**WHAT IS EXPECTED:**
Please transcribe the data that follows exactly, from its first line through the line that contains "417L255 390L248 386L233".

*** INPUT MATERIAL ***

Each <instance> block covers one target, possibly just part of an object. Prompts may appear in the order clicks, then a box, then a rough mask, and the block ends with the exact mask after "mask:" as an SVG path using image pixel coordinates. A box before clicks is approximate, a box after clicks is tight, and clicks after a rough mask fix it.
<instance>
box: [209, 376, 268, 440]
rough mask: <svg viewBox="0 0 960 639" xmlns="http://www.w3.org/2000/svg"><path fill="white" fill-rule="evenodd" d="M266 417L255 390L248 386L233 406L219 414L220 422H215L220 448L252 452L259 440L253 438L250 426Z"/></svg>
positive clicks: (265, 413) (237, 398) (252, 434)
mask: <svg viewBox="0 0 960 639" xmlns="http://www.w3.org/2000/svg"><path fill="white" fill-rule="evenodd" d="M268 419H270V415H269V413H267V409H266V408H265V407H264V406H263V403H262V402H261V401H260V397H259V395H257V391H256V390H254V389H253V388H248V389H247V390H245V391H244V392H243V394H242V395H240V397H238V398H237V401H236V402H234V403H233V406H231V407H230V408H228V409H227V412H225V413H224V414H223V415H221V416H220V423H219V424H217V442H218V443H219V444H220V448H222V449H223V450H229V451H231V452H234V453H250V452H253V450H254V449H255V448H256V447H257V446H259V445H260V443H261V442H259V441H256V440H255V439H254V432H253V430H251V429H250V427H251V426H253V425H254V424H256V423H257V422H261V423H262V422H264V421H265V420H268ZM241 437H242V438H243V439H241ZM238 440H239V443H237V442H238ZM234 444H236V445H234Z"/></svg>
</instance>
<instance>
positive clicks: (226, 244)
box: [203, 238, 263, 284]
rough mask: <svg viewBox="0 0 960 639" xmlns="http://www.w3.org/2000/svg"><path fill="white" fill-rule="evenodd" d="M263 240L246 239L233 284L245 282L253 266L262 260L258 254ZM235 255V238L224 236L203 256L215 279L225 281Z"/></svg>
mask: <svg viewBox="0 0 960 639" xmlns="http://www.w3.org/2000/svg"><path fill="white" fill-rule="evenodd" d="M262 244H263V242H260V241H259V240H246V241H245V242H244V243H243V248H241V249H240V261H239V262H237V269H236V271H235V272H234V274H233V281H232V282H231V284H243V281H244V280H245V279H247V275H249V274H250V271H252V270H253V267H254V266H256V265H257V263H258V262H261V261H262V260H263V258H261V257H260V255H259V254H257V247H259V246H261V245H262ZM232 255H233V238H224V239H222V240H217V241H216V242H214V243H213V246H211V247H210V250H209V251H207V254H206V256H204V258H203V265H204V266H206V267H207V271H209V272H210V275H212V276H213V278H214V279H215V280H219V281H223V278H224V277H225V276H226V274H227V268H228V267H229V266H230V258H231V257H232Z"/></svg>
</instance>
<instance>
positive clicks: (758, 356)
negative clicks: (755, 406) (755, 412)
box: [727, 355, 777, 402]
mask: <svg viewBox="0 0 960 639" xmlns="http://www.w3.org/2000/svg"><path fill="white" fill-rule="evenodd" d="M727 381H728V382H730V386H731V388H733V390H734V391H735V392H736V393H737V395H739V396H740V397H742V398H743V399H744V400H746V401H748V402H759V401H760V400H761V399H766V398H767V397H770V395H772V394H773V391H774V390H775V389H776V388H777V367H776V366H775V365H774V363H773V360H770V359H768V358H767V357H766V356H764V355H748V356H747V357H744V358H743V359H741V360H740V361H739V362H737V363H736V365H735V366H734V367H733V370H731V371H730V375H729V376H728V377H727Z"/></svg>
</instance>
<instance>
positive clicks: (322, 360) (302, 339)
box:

***

**SOLUTION FOR THIS EXERCISE:**
Each <instance> block covers one target, possibly just part of an object. Prompts may appear in the order clicks, then a box, then a rough mask, and the block ends with the exact mask after "mask:" as an SVG path using image pixel coordinates. A box before clicks is approximate, a box after clicks is tight, and clicks after a rough mask fix it.
<instance>
box: [209, 376, 268, 440]
rough mask: <svg viewBox="0 0 960 639" xmlns="http://www.w3.org/2000/svg"><path fill="white" fill-rule="evenodd" d="M266 417L255 390L248 386L233 406L219 414L220 422H215L220 448L252 452L259 440L253 438L250 426Z"/></svg>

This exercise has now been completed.